*Consegne*:
A – Riscrivi in forma più breve il paragrafo dell'articolo sugli algoritmi dei social che comincia con "Alla luce delle implicazioni", mantenendone i fatti principali.
B – Nell'articolo sugli algoritmi dei social, elenca tutti gli enti e i gruppi di persone nominati nel paragrafo che inizia con "Gli effetti collaterali".
C – Rispondi alle domande seguenti sull'articolo sugli algoritmi dei social.
(i) In che data è stato pubblicato?
(ii) Come viene presentato Angelo Alù?
(iii) A quali effetti sono equiparati gli effetti collaterali delle piattaforme social?

*Estratto scelto*:
Il dibattito

Curare gli algoritmi per migliorare i social: ecco le proposte USA

Gli effetti collaterali delle piattaforme social sono equiparabili a quelli delle sigarette soprattutto in termini di dipendenza patologica generata nelle giovani generazioni. Il Congresso Usa vuole perciò intervenire sulle modalità di funzionamento degli algoritmi utilizzati per stimolare il coinvolgimento

Pubblicato il 25 Ott 2021

Angelo Alù

studioso di processi di innovazione tecnologica e digitale

facebook

Alla luce delle implicazioni legate alla gestione dei dati personali degli utenti esposti al rischio di sofisticate tecniche di manipolazione e poiché molte impostazioni predefinite delle piattaforme sembrano avvantaggiare, in termini di costi-benefici, i colossi del web più che gli stessi utenti interessati, si sta intensificando il livello di attenzione del Congresso USA sulle modalità di funzionamento degli algoritmi utilizzati dai social network per stimolare il coinvolgimento dei giovani.

*Righe del dataset*:

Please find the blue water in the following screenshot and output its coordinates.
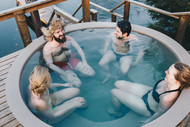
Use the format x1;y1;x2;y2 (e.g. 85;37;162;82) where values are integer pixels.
20;29;176;127
0;0;152;57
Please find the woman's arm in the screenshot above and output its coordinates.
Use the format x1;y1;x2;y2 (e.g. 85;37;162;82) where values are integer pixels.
144;95;174;124
104;32;114;53
43;97;86;120
67;36;87;64
49;83;73;88
43;46;66;76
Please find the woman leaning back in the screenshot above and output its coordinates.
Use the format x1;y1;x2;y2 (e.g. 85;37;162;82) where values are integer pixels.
108;63;190;124
28;65;87;123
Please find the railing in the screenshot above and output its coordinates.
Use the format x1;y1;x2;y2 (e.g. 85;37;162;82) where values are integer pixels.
0;0;66;46
75;0;190;44
0;0;190;46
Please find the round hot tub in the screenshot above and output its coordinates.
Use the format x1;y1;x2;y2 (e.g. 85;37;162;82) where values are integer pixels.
6;22;190;127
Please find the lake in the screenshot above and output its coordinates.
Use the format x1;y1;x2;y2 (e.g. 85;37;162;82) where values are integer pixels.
0;0;152;57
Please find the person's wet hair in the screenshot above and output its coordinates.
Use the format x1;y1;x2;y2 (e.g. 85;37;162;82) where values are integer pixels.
117;20;131;36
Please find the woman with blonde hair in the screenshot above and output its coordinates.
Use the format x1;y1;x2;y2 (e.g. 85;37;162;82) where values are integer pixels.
108;63;190;124
28;65;86;122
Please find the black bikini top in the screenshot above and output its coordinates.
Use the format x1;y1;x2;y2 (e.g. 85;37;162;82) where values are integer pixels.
152;79;181;103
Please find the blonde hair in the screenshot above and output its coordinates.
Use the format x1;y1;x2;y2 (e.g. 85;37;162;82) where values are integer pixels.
41;19;65;41
174;62;190;90
29;65;51;95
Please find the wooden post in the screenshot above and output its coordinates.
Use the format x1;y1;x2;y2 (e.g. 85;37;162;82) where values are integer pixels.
175;15;190;44
111;15;117;22
25;0;42;37
30;10;42;37
82;0;90;22
90;9;98;21
13;10;32;47
123;2;130;21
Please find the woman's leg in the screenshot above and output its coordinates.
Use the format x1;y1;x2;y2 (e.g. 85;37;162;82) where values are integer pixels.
50;88;80;106
99;50;116;69
114;80;152;97
111;89;151;117
74;61;95;76
119;56;132;74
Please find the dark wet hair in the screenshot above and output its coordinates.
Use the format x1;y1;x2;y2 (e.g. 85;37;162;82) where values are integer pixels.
117;20;131;36
174;62;190;90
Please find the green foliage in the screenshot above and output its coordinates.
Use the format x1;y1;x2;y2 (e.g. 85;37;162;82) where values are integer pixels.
146;0;190;50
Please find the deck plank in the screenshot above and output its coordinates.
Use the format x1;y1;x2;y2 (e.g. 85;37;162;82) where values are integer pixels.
0;107;11;119
0;49;22;63
0;102;9;112
0;50;23;127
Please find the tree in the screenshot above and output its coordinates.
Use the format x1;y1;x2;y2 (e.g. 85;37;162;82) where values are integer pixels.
146;0;190;50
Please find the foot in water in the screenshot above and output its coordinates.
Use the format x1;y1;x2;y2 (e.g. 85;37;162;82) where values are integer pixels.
102;74;110;84
107;108;122;117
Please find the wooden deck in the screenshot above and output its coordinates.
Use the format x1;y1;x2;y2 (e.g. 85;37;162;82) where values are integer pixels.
0;50;23;127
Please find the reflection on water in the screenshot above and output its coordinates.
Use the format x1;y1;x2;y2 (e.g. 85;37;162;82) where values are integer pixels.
0;0;151;57
21;29;176;127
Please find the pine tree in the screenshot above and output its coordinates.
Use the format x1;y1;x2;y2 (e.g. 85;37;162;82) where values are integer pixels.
146;0;190;50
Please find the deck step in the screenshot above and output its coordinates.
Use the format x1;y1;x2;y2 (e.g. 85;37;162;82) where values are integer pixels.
54;6;80;24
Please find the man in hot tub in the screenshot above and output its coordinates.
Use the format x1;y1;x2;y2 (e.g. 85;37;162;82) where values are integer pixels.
41;19;95;87
99;21;144;83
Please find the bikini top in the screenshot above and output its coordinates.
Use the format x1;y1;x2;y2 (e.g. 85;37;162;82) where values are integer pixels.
112;41;130;55
52;48;71;62
152;79;181;103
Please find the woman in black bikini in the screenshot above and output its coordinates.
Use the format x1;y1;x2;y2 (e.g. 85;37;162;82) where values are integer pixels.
108;63;190;123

*Risposte*:
A – Il Congresso USA presta sempre più attenzione al funzionamento degli algoritmi con cui i social network stimolano il coinvolgimento dei giovani. I motivi sono due: i dati personali degli utenti sono esposti a sofisticate tecniche di manipolazione, e molte impostazioni predefinite delle piattaforme sembrano avvantaggiare i colossi del web più degli utenti.

B –
- piattaforme social
- giovani generazioni
- Congresso Usa

C –
(i) Il 25 ottobre 2021.
(ii) Come studioso di processi di innovazione tecnologica e digitale.
(iii) A quelli delle sigarette, soprattutto per la dipendenza patologica generata nelle giovani generazioni.